Challenge ▸ Convert every line of the items below into a JSON list of strings, one string per line, leaving out blank lines.
======== Source records
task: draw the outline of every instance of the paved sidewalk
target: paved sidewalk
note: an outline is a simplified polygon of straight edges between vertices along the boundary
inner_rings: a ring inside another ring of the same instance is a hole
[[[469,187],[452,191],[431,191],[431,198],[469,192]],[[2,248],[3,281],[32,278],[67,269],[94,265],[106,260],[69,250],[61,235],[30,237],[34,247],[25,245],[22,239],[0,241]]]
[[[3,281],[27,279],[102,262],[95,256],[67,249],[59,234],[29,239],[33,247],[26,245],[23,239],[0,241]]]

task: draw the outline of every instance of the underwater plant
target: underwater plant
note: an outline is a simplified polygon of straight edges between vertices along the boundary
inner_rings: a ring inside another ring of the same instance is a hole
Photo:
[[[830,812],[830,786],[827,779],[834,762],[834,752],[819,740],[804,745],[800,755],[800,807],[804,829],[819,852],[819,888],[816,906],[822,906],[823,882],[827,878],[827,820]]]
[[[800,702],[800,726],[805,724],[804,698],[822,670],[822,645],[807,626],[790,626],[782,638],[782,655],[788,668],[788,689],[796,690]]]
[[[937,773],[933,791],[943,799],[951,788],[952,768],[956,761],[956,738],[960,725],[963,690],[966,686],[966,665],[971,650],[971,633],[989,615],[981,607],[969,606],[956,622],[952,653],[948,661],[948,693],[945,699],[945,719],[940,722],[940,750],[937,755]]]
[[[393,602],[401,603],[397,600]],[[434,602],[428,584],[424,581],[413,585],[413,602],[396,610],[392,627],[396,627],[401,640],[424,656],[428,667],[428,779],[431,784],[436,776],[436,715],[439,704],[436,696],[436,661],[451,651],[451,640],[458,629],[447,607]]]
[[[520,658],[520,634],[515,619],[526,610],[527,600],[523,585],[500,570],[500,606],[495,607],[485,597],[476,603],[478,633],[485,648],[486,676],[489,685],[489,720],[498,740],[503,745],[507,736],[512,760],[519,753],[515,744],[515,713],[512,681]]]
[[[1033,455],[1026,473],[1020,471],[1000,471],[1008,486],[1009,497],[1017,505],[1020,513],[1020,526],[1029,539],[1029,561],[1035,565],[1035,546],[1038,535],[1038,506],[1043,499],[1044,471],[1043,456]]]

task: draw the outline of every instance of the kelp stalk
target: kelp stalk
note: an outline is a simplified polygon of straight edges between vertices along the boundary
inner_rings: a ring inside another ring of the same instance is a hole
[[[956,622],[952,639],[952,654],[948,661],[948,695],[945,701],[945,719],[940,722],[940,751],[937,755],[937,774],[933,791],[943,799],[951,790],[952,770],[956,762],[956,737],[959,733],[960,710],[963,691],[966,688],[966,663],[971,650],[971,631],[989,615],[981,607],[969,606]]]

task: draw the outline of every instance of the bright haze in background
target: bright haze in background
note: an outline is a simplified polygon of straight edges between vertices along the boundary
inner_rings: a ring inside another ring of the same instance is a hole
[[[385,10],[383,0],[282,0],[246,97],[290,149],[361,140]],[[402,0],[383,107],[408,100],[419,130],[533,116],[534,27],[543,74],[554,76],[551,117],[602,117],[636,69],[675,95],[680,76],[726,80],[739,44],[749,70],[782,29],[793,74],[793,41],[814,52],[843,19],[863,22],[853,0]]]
================
Answer to the exercise ▸
[
  "task: draw the outline of every instance of the paved sidewalk",
  "target: paved sidewalk",
  "note: an outline is a simplified polygon of straight edges between vertices along the boundary",
  "inner_rings: a ring inside another ring of the same instance is a hole",
  "[[[469,187],[452,191],[431,191],[431,198],[469,192]],[[2,248],[3,281],[32,278],[67,269],[94,265],[106,260],[69,250],[61,235],[30,237],[34,247],[25,245],[22,239],[0,241]]]",
  "[[[3,281],[27,279],[102,262],[95,256],[67,249],[59,234],[29,239],[33,247],[26,245],[23,239],[0,241]]]",
  "task: draw the outline of every instance of the underwater plant",
  "target: underwater plant",
  "note: an outline is a simplified polygon of straight edges between vertices along the boundary",
  "inner_rings: a ring inside another ring of the same instance is a hole",
  "Photo:",
  "[[[830,812],[830,786],[827,779],[834,762],[834,752],[819,740],[804,745],[800,755],[800,807],[804,829],[819,852],[819,888],[816,906],[822,906],[823,882],[827,878],[827,820]]]",
  "[[[800,702],[800,726],[805,724],[804,698],[822,670],[822,645],[807,626],[790,626],[782,638],[782,655],[788,668],[788,689],[796,690]]]",
  "[[[937,773],[933,791],[943,799],[951,788],[952,768],[956,761],[956,738],[960,725],[963,690],[966,686],[966,665],[971,650],[971,633],[989,615],[981,607],[969,606],[956,622],[952,653],[948,661],[948,693],[945,699],[945,719],[940,722],[940,750],[937,755]]]",
  "[[[393,602],[401,603],[397,600]],[[434,602],[428,584],[424,581],[413,585],[413,602],[396,610],[392,627],[396,627],[401,640],[424,656],[428,667],[428,779],[431,784],[436,776],[436,715],[439,704],[436,696],[436,661],[451,651],[451,640],[458,629],[447,607]]]",
  "[[[520,658],[520,634],[515,619],[526,610],[527,600],[523,585],[500,570],[500,606],[495,607],[485,597],[476,603],[478,633],[485,648],[486,676],[489,685],[489,720],[498,740],[503,745],[507,736],[512,760],[519,753],[515,744],[515,713],[512,681]]]",
  "[[[1033,455],[1026,473],[1020,471],[1000,471],[1008,486],[1009,497],[1017,505],[1020,513],[1020,526],[1029,539],[1029,561],[1035,565],[1035,546],[1038,535],[1038,506],[1043,499],[1044,471],[1043,456]]]",
  "task: draw the outline of every instance of the kelp stalk",
  "target: kelp stalk",
  "note: an outline is a simplified polygon of straight edges between vertices along the boundary",
  "inner_rings: a ring inside another ring of the same instance is a hole",
  "[[[956,622],[952,639],[952,654],[948,661],[948,695],[945,701],[945,719],[940,722],[940,751],[937,755],[937,774],[933,791],[943,799],[951,790],[952,770],[956,762],[956,737],[959,733],[960,710],[963,691],[966,688],[966,663],[971,650],[971,631],[989,615],[981,607],[969,606]]]",
  "task: draw the outline of every instance of the bright haze in background",
  "target: bright haze in background",
  "note: an outline is a simplified polygon of straight edges between vertices along the boundary",
  "inner_rings: a ring inside another ring of the same instance is a hole",
  "[[[385,10],[383,0],[282,0],[246,97],[290,149],[361,140]],[[402,0],[383,107],[408,100],[419,130],[533,116],[534,27],[543,74],[554,76],[551,117],[602,117],[636,69],[675,95],[680,76],[726,80],[739,44],[749,70],[782,29],[793,74],[793,41],[814,52],[843,19],[863,22],[853,0]]]"
]